60 years of British Touring Cars: the broadcasting story

This year sees the British Touring Car Championship celebrate sixty years of high-octane, bumper to bumper racing. Currently, the championship, and its support package, enjoys up to eight hours for every race day live and free on ITV4. But, coverage in yesteryear was not quite as extensive as that…

For its first thirty years, under the banner of British Saloon Car Championship, the series had sporadic coverage on the BBC’s radio stations, but there was no formal arrangement, largely in part because deals back then were between broadcasters and circuits, making it impossible for a complete series to air on television.

The arrangement ended in 1987, allowing BBC television to cover every race in highlights form starting in 1988, with Steve Rider and Murray Walker fronting the coverage. BHP, otherwise known as Barrie Hinchcliffe Productions, were responsible for producing the BBC’s output.

Writing in his autobiography My Chequered Career, Rider goes into detail about the hurdles faced by the BHP. These include (but not limited to) funding, the placing of sponsors on the on-board camera angles, and a feature in the Sunday Times accusing the BBC of a “corrupt commissioning system.” Suffice to say that there were many different reasons why the BHP production deal may have fallen through.

Thankfully, the BHP production deal continued, and the series was a mainstay on Grandstand in the mid-1990s on BBC Two, becoming the starting point for many of today’s stars getting involved in touring cars. Television audiences increased, as did attendance figures at the circuit.

=== What to work on ===
[A] In the article on British Touring Car broadcasting, which company produced the BBC's coverage of the series?
[B] Please quote the article on British Touring Car broadcasting from "This year sees" up to and including "the BBC’s output.".
[C] Extend the article on British Touring Car broadcasting with new material that follows its final sentence.

=== Provided records ===
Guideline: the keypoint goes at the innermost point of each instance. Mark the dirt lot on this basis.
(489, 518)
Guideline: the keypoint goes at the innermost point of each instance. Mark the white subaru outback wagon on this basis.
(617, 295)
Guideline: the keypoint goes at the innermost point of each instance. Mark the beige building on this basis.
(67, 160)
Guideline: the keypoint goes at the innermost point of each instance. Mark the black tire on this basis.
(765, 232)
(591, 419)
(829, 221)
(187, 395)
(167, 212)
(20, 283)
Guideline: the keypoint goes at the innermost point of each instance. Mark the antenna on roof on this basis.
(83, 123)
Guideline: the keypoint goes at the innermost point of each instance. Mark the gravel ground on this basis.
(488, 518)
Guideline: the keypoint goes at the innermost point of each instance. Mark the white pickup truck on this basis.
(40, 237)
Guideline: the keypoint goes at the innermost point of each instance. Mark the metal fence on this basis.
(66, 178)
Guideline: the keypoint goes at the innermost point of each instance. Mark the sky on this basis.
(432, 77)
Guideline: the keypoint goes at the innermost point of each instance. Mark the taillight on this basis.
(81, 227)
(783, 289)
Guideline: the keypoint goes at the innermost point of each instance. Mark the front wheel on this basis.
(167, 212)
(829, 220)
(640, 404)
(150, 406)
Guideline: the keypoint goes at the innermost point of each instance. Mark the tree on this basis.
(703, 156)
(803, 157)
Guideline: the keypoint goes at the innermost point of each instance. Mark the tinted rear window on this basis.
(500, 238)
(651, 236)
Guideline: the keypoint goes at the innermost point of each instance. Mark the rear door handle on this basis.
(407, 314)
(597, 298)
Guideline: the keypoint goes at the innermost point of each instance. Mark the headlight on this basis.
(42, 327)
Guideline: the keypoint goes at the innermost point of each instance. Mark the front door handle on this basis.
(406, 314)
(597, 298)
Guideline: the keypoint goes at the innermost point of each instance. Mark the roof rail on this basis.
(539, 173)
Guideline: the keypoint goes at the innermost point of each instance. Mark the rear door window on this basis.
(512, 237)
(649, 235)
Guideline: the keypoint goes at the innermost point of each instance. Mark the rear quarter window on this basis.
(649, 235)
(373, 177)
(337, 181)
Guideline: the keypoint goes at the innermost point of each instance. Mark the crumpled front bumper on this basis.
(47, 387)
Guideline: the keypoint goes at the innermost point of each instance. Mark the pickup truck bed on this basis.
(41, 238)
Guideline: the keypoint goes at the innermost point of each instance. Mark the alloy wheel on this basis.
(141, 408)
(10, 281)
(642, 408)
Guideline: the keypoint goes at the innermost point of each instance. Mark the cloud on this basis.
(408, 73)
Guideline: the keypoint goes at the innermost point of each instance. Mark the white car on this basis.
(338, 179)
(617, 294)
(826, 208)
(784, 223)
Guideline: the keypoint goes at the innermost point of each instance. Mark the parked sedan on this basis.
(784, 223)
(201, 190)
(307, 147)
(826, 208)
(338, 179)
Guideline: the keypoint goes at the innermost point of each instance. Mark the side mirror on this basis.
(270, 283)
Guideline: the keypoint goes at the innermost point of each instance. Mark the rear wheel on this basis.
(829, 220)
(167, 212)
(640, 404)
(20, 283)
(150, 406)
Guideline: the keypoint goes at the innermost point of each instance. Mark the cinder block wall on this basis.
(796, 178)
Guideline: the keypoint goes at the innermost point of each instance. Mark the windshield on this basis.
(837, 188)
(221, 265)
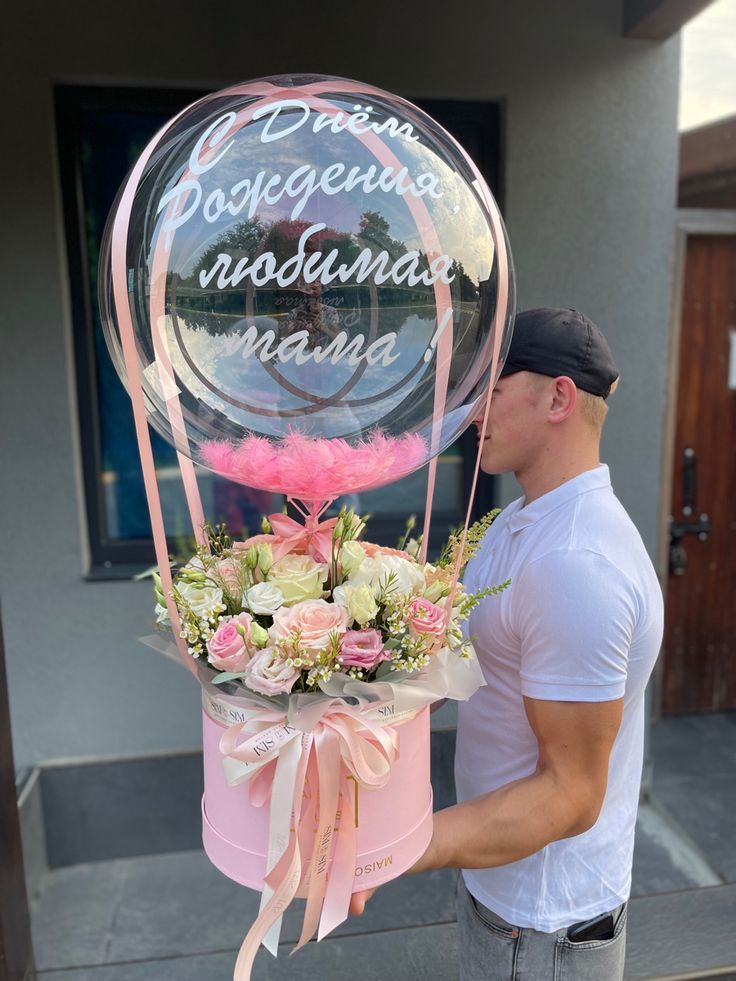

=== Replies ===
[A] Barrie Hinchcliffe Productions (BHP) produced it.

[B]
This year sees the British Touring Car Championship celebrate sixty years of high-octane, bumper to bumper racing. Currently, the championship, and its support package, enjoys up to eight hours for every race day live and free on ITV4. But, coverage in yesteryear was not quite as extensive as that…

For its first thirty years, under the banner of British Saloon Car Championship, the series had sporadic coverage on the BBC’s radio stations, but there was no formal arrangement, largely in part because deals back then were between broadcasters and circuits, making it impossible for a complete series to air on television.

The arrangement ended in 1987, allowing BBC television to cover every race in highlights form starting in 1988, with Steve Rider and Murray Walker fronting the coverage. BHP, otherwise known as Barrie Hinchcliffe Productions, were responsible for producing the BBC’s output.

[C]
ITV pundit Paul O’Neill was one person introduced to touring cars thanks to Grandstand. “The first race I remember seeing was James Thompson winning in 1995 on Grandstand, at Thruxton in an old Cavalier,” explained O’Neil. “The thing that stuck out for me was the action that it has now, it’s part of its DNA, the other thing I remember was just how well it was broadcast especially by Steve Rider back then, but also with the music and everything they used just made it stand out massively.”

For the veteran racers that have watched the championship grow over the decades, things were slightly different back then, outside and inside the car from a broadcasting perspective. Triple BTCC champion Matt Neal fits in that category, having raced touring cars since the late 1980s. “I remember there being a VHS tape in the bottom of the foot well in the passenger seat!” recited Neal. Walker would voice over the races, which aired on a week delay in a highlights package.

“The production guys used to get the tapes, cut them all together, Murray watched it once, and voiced it in the week. Some of the mistakes off Murray were deliberate, he was a genius at commentary. It made for very exciting viewing, because they could pick and choose the action. We did have some boring races back then, but BHP were very good at finding gems over the weekend, piecing it all together for Murray to commentate on,” Neal continued.

“I used to go through the whole thing meticulously, making a shot list with brief notes on what was coming up next, then go into the sound booth and commentate on the tape pictures that were pumped into a monitor in front of me.

“I knew what was coming, of course, because I had practically learnt the vision by heart and also had my notes to remind me but, because I was making the words up as I went along instead of reading from a carefully crafted script, the effect was that the race was live and continuous rather than recorded and edited.

“It was long-winded and labour-intensive, but it worked well.” – Murray Walker, Unless I’m Very Much Mistaken (pages 174 and 175)

Rider believed the notion of delayed highlights was on “borrowed time”, and that the package produced by BHP was a “misrepresentation of the narrative and pace of the actual race,” even if it was “terrific television.”

With a Formula 1 shaped hole in the BBC’s schedules though for 1997, the corporation opted to increase their commitment to touring cars, with races airing live for the first time. Charlie Cox joined Walker in the commentary box, before Walker himself stepped aside at the end of 1997, John Watson filling the void.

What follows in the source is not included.